• **The exercise**
Locate every line below that contains the word "young" and copy each of those lines in full.

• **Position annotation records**
☆ ☆ ☆

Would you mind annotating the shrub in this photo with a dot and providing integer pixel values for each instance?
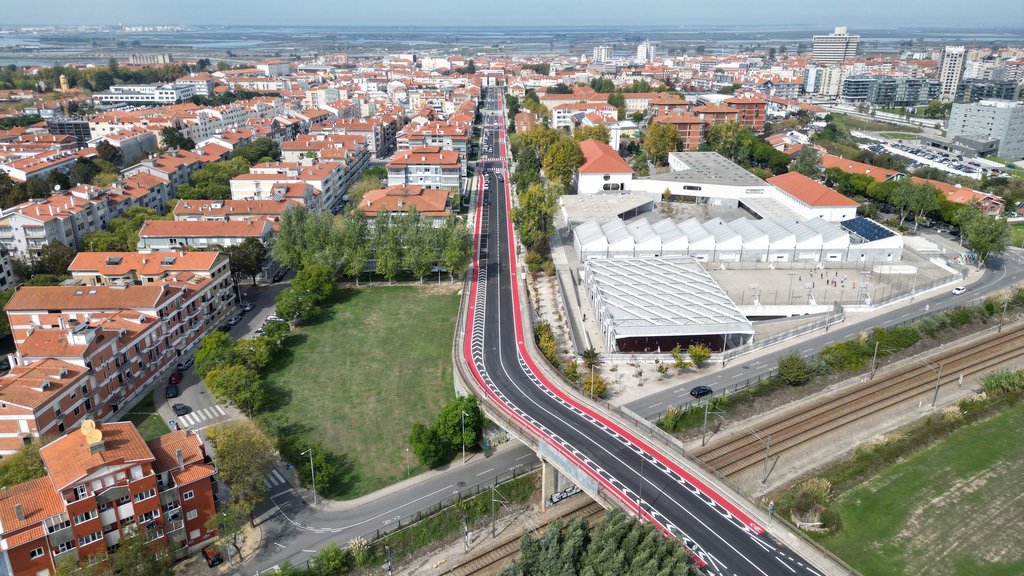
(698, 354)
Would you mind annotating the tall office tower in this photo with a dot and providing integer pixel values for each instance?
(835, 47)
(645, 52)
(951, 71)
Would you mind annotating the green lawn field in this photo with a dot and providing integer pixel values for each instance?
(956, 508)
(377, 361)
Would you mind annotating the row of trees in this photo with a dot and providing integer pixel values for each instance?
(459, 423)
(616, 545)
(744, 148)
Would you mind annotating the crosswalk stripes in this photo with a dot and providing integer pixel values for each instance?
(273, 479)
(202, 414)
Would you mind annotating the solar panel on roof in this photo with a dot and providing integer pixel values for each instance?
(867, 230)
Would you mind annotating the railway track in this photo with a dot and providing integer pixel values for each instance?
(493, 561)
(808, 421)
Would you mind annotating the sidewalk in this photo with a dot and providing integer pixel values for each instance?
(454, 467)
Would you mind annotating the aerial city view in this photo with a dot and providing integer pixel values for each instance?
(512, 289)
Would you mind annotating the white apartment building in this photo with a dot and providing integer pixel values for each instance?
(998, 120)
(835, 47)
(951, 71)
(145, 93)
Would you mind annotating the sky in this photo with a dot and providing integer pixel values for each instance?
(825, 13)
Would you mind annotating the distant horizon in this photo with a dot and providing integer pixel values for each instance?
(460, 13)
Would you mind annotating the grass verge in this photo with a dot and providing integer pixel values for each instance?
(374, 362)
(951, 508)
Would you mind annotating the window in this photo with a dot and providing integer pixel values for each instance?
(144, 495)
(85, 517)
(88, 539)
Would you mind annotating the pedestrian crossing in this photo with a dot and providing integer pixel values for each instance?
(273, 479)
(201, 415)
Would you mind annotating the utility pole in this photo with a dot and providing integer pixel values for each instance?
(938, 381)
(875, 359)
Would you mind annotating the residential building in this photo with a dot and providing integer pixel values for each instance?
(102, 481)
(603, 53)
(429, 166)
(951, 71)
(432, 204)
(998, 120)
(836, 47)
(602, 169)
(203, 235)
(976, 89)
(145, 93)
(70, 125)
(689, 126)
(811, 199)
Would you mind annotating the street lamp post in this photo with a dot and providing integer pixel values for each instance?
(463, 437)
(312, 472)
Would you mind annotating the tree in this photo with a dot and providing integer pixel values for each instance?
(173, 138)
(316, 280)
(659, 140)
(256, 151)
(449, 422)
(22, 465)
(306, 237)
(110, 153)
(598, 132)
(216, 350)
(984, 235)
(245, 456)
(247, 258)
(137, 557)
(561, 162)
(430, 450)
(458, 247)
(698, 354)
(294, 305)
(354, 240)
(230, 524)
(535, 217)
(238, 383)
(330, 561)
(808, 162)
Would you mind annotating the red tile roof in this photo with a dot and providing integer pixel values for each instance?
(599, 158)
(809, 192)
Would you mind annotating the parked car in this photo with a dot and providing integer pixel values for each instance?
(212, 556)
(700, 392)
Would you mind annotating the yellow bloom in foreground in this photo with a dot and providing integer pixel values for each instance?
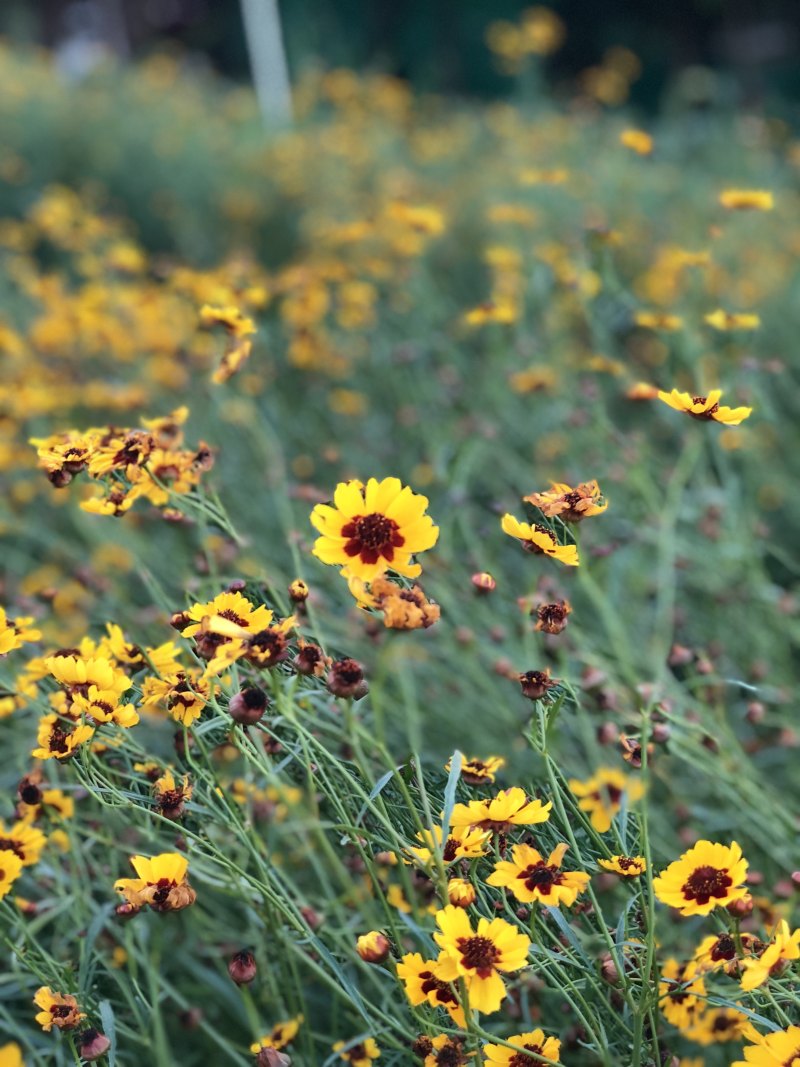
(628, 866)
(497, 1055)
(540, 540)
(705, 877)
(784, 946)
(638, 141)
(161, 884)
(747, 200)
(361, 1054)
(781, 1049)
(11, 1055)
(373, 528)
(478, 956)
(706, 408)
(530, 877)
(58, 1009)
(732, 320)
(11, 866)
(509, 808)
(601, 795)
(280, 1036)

☆ ☆ ☆

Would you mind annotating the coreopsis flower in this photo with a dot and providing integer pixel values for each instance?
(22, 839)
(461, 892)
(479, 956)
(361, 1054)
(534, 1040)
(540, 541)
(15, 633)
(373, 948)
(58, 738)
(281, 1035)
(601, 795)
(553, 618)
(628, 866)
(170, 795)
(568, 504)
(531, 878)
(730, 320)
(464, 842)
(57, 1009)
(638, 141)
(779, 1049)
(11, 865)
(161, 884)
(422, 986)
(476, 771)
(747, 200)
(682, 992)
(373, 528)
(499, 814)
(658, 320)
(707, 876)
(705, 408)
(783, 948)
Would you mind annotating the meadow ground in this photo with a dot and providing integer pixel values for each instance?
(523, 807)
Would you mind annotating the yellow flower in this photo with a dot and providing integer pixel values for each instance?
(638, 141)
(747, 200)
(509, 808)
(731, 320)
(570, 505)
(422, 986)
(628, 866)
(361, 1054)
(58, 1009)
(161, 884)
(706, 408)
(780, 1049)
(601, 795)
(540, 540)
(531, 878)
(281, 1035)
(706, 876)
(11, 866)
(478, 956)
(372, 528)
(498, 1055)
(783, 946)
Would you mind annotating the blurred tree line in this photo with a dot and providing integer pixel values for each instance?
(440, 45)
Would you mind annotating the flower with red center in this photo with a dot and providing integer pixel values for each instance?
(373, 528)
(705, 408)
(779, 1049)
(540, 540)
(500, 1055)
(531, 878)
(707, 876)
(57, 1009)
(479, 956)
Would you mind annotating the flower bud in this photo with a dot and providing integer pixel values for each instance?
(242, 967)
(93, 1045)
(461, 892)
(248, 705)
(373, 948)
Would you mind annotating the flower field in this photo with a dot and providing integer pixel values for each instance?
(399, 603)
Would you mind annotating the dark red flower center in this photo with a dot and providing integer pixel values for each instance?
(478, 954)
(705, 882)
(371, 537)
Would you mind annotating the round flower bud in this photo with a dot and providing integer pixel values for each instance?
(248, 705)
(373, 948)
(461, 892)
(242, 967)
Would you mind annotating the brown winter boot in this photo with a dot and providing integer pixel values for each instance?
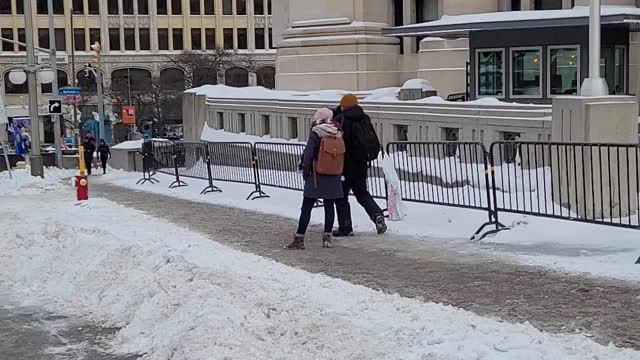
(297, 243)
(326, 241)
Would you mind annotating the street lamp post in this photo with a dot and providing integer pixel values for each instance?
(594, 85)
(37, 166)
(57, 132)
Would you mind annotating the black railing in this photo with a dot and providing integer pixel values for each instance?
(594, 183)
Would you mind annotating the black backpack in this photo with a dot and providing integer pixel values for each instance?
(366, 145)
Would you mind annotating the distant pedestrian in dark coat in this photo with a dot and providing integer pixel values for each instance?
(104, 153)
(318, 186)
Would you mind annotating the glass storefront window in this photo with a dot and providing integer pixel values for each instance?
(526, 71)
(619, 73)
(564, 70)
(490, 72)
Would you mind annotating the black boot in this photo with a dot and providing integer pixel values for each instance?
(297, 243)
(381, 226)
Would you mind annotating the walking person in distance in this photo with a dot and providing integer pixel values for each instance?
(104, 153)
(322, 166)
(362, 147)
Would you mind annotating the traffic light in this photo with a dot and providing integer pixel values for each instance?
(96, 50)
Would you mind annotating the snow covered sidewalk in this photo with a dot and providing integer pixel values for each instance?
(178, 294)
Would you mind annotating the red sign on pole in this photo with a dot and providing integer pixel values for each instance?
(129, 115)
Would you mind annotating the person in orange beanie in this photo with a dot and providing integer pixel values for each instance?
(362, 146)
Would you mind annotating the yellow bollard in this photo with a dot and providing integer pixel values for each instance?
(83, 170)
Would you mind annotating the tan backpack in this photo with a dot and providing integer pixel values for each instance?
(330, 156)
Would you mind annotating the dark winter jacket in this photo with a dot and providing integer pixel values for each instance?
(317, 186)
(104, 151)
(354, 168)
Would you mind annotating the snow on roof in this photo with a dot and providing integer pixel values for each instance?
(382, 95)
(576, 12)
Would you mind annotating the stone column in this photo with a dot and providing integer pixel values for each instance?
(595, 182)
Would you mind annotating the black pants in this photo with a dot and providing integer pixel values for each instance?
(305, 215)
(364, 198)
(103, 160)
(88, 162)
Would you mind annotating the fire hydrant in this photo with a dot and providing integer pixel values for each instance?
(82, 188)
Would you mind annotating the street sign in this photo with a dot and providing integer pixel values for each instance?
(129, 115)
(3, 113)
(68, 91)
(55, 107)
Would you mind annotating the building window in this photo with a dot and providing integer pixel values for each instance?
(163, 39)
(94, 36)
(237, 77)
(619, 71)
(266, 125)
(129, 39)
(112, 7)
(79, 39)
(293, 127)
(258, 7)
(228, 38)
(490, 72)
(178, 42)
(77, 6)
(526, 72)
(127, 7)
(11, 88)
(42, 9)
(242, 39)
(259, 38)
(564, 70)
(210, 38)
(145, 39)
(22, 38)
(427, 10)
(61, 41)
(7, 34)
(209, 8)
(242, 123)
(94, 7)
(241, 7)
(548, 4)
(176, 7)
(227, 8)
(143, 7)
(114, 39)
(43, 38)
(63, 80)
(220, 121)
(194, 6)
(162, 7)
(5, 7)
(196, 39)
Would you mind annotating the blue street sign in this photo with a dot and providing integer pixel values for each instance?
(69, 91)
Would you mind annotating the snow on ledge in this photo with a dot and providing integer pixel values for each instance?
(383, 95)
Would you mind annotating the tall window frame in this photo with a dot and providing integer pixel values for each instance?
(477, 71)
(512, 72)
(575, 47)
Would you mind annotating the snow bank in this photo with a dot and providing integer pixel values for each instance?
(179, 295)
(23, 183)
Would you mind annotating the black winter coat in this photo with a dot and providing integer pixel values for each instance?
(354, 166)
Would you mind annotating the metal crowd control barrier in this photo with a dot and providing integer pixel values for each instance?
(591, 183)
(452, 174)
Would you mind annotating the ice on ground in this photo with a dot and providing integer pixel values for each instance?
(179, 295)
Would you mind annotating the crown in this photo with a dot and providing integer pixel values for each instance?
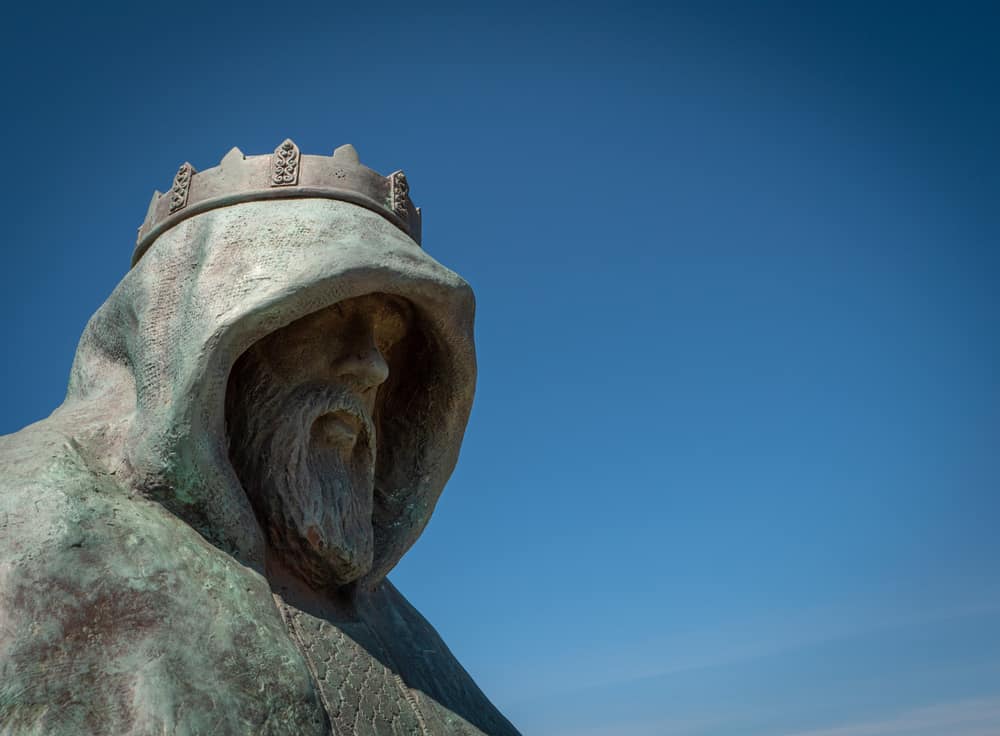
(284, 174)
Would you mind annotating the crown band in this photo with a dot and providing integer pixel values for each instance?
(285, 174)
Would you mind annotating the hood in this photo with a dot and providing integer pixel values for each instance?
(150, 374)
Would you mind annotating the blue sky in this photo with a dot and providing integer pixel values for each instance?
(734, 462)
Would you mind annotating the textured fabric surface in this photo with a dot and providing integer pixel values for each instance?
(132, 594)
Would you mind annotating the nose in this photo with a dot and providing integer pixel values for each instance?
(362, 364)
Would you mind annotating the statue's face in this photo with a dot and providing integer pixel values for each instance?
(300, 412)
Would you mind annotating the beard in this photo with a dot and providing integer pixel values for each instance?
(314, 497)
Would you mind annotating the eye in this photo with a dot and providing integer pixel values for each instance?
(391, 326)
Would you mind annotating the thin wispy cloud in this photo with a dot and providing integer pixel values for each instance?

☆ ☆ ☆

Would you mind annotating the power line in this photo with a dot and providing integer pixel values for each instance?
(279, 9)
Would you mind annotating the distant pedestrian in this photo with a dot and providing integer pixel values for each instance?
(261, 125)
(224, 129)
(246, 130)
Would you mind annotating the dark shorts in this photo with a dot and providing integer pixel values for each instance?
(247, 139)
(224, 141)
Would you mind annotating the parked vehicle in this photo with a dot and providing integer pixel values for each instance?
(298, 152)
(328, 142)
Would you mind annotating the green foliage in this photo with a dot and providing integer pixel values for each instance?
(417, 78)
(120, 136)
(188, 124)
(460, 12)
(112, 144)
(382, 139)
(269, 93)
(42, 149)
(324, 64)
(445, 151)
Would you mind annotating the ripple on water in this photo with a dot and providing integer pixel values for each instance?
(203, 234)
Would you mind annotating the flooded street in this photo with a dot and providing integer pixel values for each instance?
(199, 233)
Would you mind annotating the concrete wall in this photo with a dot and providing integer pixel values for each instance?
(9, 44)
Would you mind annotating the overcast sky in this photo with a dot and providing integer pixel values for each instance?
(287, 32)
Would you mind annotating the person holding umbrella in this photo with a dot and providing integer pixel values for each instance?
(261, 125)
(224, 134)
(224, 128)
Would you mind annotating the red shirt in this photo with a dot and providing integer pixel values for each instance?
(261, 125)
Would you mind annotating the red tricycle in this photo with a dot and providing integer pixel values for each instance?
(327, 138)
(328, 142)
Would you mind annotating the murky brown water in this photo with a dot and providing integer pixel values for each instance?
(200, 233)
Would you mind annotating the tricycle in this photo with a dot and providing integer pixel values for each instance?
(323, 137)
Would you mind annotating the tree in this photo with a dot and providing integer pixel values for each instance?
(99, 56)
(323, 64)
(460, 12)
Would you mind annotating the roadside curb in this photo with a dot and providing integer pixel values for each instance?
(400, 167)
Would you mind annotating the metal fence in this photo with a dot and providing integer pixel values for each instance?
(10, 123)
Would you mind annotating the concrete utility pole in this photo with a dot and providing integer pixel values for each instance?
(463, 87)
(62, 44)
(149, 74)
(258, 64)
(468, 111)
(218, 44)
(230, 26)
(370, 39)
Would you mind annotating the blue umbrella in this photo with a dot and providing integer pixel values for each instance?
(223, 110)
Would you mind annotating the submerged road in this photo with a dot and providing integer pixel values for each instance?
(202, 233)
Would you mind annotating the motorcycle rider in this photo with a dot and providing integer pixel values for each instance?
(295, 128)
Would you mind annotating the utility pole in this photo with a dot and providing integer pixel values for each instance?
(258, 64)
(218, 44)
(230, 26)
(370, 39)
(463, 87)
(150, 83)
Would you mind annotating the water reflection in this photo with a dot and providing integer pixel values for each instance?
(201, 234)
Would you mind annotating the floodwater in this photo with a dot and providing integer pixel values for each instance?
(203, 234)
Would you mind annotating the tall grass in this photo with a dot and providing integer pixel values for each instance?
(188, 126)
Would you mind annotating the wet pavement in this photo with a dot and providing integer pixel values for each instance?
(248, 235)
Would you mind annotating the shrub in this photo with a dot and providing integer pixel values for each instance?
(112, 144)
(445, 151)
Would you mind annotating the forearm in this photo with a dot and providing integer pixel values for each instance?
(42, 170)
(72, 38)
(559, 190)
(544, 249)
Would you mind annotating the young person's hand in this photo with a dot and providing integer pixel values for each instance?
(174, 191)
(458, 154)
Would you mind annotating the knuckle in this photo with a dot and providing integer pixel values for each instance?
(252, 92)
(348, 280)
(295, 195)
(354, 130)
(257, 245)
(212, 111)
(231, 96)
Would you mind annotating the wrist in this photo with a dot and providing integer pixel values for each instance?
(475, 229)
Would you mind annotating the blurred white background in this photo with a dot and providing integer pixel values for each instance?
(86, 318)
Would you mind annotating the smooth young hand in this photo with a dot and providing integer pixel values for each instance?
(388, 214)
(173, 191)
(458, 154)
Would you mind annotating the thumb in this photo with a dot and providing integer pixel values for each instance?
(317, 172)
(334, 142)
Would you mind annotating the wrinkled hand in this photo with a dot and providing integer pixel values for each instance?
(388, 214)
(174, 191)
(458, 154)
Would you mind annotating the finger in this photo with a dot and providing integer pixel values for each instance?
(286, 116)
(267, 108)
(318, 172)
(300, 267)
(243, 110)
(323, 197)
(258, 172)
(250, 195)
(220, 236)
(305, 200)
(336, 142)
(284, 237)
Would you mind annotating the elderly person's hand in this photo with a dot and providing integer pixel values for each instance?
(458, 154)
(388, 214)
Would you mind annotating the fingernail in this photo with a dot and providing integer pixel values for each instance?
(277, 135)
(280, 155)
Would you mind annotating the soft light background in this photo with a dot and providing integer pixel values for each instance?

☆ ☆ ☆

• **Solution to the problem**
Would you mind annotating the young person's hand in this photo with a dot and providing integer pixel values for each instance?
Would you mind annotating the smooth young hand in this photo with a dot and providing integer pixel values for each instance?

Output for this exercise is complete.